══ Data excerpts

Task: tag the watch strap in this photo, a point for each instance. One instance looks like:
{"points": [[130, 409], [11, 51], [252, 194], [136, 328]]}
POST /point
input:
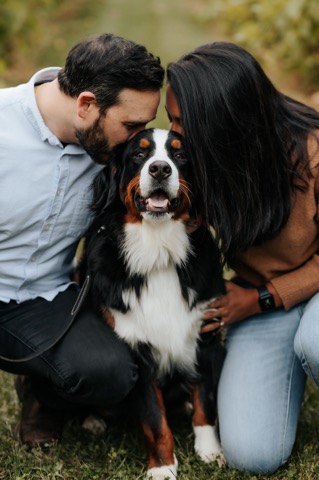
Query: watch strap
{"points": [[266, 299]]}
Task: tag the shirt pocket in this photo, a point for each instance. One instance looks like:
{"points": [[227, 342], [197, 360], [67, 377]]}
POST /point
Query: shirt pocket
{"points": [[82, 215]]}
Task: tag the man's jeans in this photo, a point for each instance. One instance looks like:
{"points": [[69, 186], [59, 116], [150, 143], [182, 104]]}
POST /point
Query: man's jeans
{"points": [[89, 366]]}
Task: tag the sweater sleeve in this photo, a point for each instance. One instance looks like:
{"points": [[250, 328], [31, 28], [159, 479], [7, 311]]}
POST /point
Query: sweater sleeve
{"points": [[298, 285], [302, 283]]}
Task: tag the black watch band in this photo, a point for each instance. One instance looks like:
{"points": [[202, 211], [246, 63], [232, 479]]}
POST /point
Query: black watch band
{"points": [[266, 300]]}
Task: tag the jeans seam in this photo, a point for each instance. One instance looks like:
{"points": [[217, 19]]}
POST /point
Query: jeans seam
{"points": [[288, 407]]}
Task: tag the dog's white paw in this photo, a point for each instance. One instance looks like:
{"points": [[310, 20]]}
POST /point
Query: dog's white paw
{"points": [[207, 445], [94, 424], [163, 473]]}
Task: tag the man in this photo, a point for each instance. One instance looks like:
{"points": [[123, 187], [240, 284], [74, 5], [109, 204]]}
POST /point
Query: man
{"points": [[51, 129]]}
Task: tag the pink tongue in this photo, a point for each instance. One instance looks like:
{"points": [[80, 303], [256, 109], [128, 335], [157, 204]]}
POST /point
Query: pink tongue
{"points": [[157, 201]]}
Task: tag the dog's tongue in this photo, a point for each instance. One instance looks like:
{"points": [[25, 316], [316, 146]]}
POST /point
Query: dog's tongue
{"points": [[157, 201]]}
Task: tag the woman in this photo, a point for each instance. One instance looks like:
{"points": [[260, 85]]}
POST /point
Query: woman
{"points": [[256, 158]]}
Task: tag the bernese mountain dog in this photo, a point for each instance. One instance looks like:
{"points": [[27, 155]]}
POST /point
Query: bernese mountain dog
{"points": [[151, 279]]}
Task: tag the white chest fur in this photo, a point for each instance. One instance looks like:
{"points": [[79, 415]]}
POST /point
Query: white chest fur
{"points": [[160, 316]]}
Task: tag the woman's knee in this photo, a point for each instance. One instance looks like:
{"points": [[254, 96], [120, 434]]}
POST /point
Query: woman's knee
{"points": [[257, 457], [306, 339]]}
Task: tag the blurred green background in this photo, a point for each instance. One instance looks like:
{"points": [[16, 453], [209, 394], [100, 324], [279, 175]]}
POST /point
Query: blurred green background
{"points": [[283, 35]]}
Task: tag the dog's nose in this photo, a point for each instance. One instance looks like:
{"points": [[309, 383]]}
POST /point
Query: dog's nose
{"points": [[160, 170]]}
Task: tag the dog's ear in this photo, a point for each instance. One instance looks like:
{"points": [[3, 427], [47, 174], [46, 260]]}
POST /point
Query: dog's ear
{"points": [[105, 188]]}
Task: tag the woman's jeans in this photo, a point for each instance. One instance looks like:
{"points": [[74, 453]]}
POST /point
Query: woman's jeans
{"points": [[89, 366], [262, 385]]}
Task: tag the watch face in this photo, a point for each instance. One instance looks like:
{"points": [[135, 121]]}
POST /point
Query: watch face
{"points": [[266, 300], [267, 304]]}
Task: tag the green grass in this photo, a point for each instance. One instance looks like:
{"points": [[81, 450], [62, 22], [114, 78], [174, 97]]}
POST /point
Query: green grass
{"points": [[119, 453]]}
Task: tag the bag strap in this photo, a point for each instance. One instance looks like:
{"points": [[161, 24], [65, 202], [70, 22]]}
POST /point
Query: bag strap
{"points": [[75, 310]]}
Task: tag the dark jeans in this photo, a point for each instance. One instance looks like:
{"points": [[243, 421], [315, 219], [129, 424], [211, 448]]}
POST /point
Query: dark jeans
{"points": [[89, 366]]}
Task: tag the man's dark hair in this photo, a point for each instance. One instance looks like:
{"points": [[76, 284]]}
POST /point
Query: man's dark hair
{"points": [[107, 64]]}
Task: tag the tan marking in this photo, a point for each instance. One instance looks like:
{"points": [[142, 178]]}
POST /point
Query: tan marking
{"points": [[177, 144], [133, 214], [161, 449], [144, 143], [184, 193], [199, 416]]}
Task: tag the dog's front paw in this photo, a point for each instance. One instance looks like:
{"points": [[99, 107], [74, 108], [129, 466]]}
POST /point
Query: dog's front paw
{"points": [[94, 424], [163, 473], [207, 445]]}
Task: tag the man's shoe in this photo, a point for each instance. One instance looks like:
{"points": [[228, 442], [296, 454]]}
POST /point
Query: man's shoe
{"points": [[39, 426]]}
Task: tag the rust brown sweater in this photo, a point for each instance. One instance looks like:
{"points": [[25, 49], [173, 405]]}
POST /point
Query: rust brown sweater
{"points": [[290, 261]]}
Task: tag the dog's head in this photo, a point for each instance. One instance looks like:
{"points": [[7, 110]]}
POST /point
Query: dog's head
{"points": [[150, 176]]}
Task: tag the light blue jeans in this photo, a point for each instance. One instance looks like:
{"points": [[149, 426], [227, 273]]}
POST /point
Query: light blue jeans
{"points": [[262, 385]]}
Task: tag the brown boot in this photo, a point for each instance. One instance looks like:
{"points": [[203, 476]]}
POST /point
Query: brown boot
{"points": [[39, 426]]}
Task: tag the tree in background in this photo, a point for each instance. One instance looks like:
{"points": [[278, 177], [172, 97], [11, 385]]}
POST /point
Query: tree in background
{"points": [[33, 33], [286, 29]]}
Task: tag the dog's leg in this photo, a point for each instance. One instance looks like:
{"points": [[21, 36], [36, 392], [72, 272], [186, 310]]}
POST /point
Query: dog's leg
{"points": [[210, 358], [207, 444], [162, 463]]}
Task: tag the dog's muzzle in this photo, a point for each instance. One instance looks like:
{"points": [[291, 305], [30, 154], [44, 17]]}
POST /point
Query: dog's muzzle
{"points": [[158, 201]]}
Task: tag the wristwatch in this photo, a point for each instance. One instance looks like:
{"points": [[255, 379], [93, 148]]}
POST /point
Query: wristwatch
{"points": [[266, 300]]}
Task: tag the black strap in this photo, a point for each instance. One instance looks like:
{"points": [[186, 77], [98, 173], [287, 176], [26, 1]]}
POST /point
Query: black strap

════

Each entry above is to be written out again unchanged, apart from the pictures, which are left out.

Task: tag the watch strap in this photo, a point for each instance. One instance looks like:
{"points": [[130, 409], [11, 51], [252, 194], [136, 328]]}
POST /point
input:
Query: watch strap
{"points": [[266, 299]]}
Task: tag the shirt pocket in this photo, a point for each instance. One instance looks like:
{"points": [[227, 342], [197, 360], [67, 377]]}
POST /point
Query: shirt pocket
{"points": [[82, 215]]}
Task: tag the man's jeans in this photo, a point for each instance. One instance looks like:
{"points": [[69, 186], [59, 116], [150, 143], [182, 104]]}
POST /point
Query: man's jeans
{"points": [[89, 366]]}
Task: tag the sweater sleeve in this photo, a point for each instance. One instance looks like:
{"points": [[250, 328], [31, 28], [159, 479], [7, 311]]}
POST /point
Query: sweater sleeve
{"points": [[298, 285], [302, 283]]}
Task: tag the black watch band in this photo, a point for each instance. One instance looks like:
{"points": [[202, 211], [246, 63], [232, 479]]}
POST /point
Query: black watch band
{"points": [[266, 300]]}
Task: tag the jeans seam in this photo, a point for each instance. One instance looks like:
{"points": [[217, 19]]}
POST /point
Query: jeans seam
{"points": [[288, 407]]}
Task: tag the dog's white paw in this photo, a point for each instance. One instance looks like:
{"points": [[310, 20]]}
POST /point
Query: dog's white paw
{"points": [[207, 445], [94, 424], [163, 473]]}
Task: tag the man in this photo, a point for each instance. One instance looks like:
{"points": [[123, 187], [240, 284], [74, 5], [109, 204]]}
POST /point
Query: man
{"points": [[51, 129]]}
Task: tag the pink tongue in this photo, a point for each instance. One instance looks like:
{"points": [[80, 303], [256, 109], [128, 335], [157, 204]]}
POST /point
Query: pink tongue
{"points": [[157, 201]]}
Task: tag the dog's tongue in this photo, a point for each instance. One instance looks like:
{"points": [[25, 316], [316, 146]]}
POST /point
Query: dog's tongue
{"points": [[157, 201]]}
Task: tag the woman in this photo, a point for each instance. One instance looks like:
{"points": [[260, 85]]}
POST /point
Query: woman
{"points": [[256, 158]]}
Task: tag the bernese mountain dog in this photo, a point for each instance. One instance looks like:
{"points": [[27, 155]]}
POST /point
Query: bernese mountain dog
{"points": [[151, 279]]}
Task: tag the white chest fur in this photo, a point for each instance. One instance looks like:
{"points": [[79, 415]]}
POST /point
Query: white chest fur
{"points": [[160, 316]]}
Task: tag the woman's knee in this photo, a point for each instance. One instance looks like:
{"points": [[254, 96], [120, 434]]}
POST /point
Query: woman's knee
{"points": [[257, 457], [306, 339]]}
Task: tag the blurred green background in this photo, a point for each instance. One instance looks like:
{"points": [[16, 453], [209, 394], [100, 324], [279, 175]]}
POST /point
Query: blurred green background
{"points": [[283, 35]]}
Task: tag the dog's nose in this photo, a point for each instance. One instance looks like:
{"points": [[309, 383]]}
POST /point
Query: dog's nose
{"points": [[160, 170]]}
Task: tag the dog's ear in this photo, a point for each instance. One instance looks like:
{"points": [[3, 427], [47, 174], [46, 260]]}
POST /point
Query: dog's ear
{"points": [[105, 188]]}
Task: tag the woman's jeans in this photo, a point for each instance. One instance looks like:
{"points": [[74, 453]]}
POST /point
Query: woman's jeans
{"points": [[89, 366], [262, 385]]}
Task: tag the watch face in this photo, a point for each instance. One instance looks like:
{"points": [[135, 121]]}
POST /point
Query: watch face
{"points": [[266, 300], [267, 304]]}
Task: tag the green grass in this photo, a point for each instance. One instance looks like:
{"points": [[81, 450], [62, 22], [114, 78], [174, 97]]}
POST /point
Query: green grass
{"points": [[119, 453]]}
Task: tag the bag strap in this photo, a point for each instance. One instance looks like:
{"points": [[161, 24], [65, 202], [70, 22]]}
POST /point
Query: bag strap
{"points": [[75, 310]]}
Task: tag the dark jeans in this photo, a point for each instance. One instance looks like:
{"points": [[243, 421], [315, 219], [129, 424], [211, 448]]}
POST /point
Query: dark jeans
{"points": [[89, 366]]}
Task: tag the man's dark hair in this photo, a point for each instance. One instance looks like:
{"points": [[76, 284]]}
POST /point
Query: man's dark hair
{"points": [[107, 64]]}
Task: tag the tan marking in this photo, a point for each instance. One instance looks like:
{"points": [[142, 178]]}
POST /point
Query: tan marking
{"points": [[177, 144], [133, 214], [161, 449], [144, 143], [184, 193], [199, 416]]}
Task: tag the dog's front paw in this photo, a point for each instance. One instance looks like:
{"points": [[99, 107], [74, 108], [129, 466]]}
POST /point
Query: dog's front paw
{"points": [[94, 424], [163, 473], [207, 445]]}
Task: tag the man's shoe in this photo, a point for each instance. One instance looks like:
{"points": [[228, 442], [296, 454]]}
POST /point
Query: man's shoe
{"points": [[39, 426]]}
Task: tag the rust brown sweater in this photo, a point for each instance. One instance looks like:
{"points": [[25, 49], [173, 405]]}
POST /point
Query: rust brown sweater
{"points": [[290, 261]]}
Task: tag the dog's head in this photo, a point for each instance. One instance looks like:
{"points": [[7, 110]]}
POST /point
Query: dog's head
{"points": [[150, 176]]}
Task: tag the light blue jeans in this photo, a point for each instance. One instance looks like:
{"points": [[149, 426], [227, 273]]}
POST /point
Query: light blue jeans
{"points": [[262, 385]]}
Task: tag the brown boot in this photo, a point for each instance. One instance looks like:
{"points": [[203, 476]]}
POST /point
Query: brown boot
{"points": [[39, 426]]}
Task: tag the tree in background in this photo, a point for each instance. One instance looks like:
{"points": [[278, 177], [172, 97], [11, 385]]}
POST /point
Query: tree in background
{"points": [[33, 33], [286, 29]]}
Task: tag the dog's leg in this photo, a point for each instance. One instance looks like:
{"points": [[21, 36], [36, 392], [72, 272], [186, 310]]}
POST /point
Query: dog's leg
{"points": [[210, 358], [207, 444], [162, 463]]}
Task: tag the dog's muzzle in this photo, a point for each instance. One instance looks like:
{"points": [[291, 305], [30, 154], [44, 17]]}
POST /point
Query: dog's muzzle
{"points": [[158, 201]]}
Task: tag the wristwatch in this photo, a point for each instance. One instance looks like:
{"points": [[255, 379], [93, 148]]}
POST /point
Query: wristwatch
{"points": [[266, 300]]}
Task: tag the black strap in this photo, a point for each instance. One instance looks like:
{"points": [[186, 77], [98, 173], [287, 176], [26, 1]]}
POST /point
Query: black strap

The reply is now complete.